● TASK DESCRIPTION: Reproduce every line of the items below, requests included, and add 9 to each bounding box coordinate in the answers. Omit the pictures from your reply.

▬▬▬

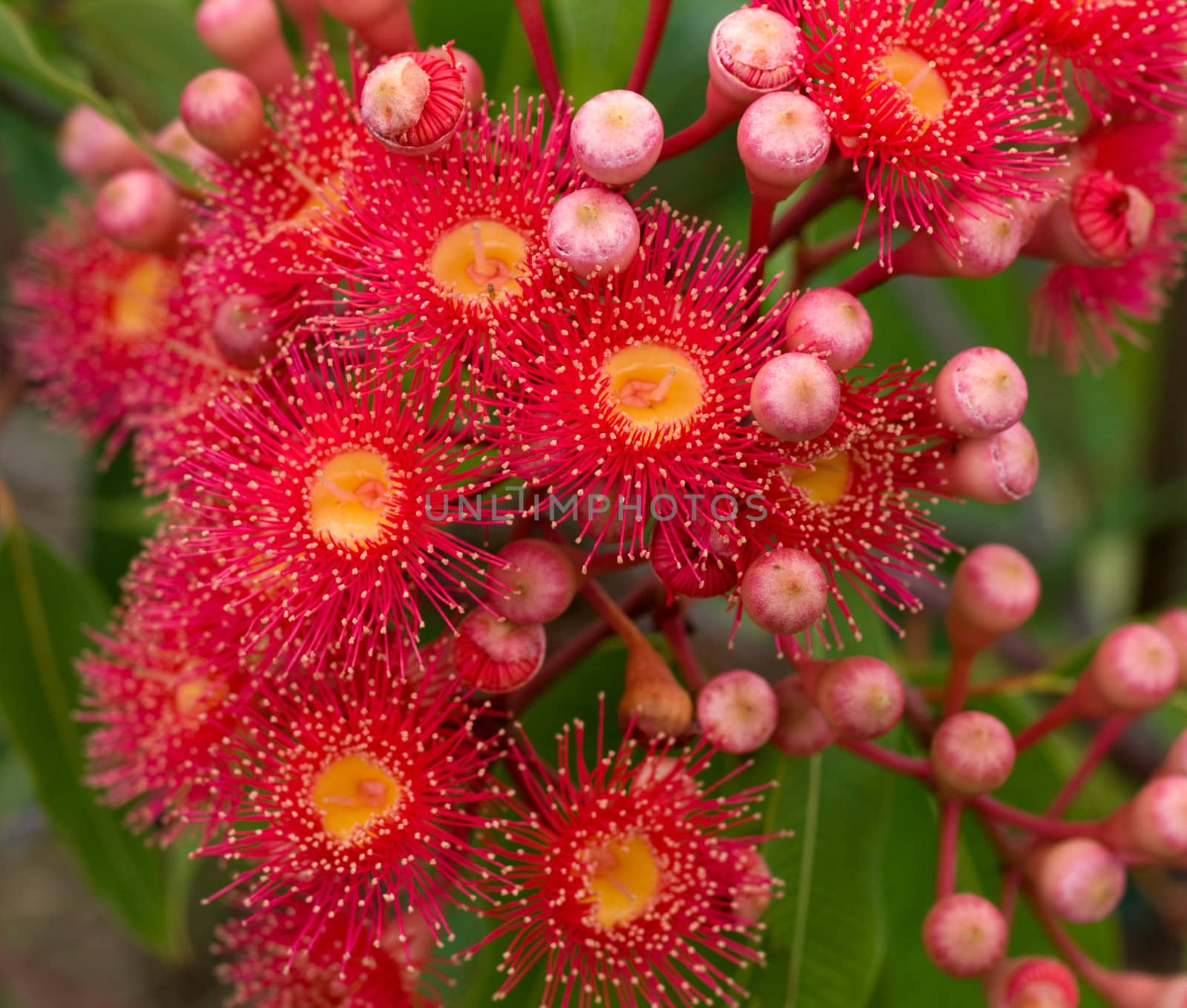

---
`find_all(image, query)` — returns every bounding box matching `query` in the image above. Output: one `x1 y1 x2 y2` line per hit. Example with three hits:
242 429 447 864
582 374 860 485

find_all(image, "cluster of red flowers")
14 0 1187 1008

▬▬▬

● EXERCISE RESULT:
---
`find_all(image, query)` — returns every bounding box matching `query` in the image above. Output: one `x1 y1 x2 y2` line per hit. Example with three hits:
242 429 447 864
582 374 860 485

find_all(image, "cluster of red flowers")
23 9 1196 1017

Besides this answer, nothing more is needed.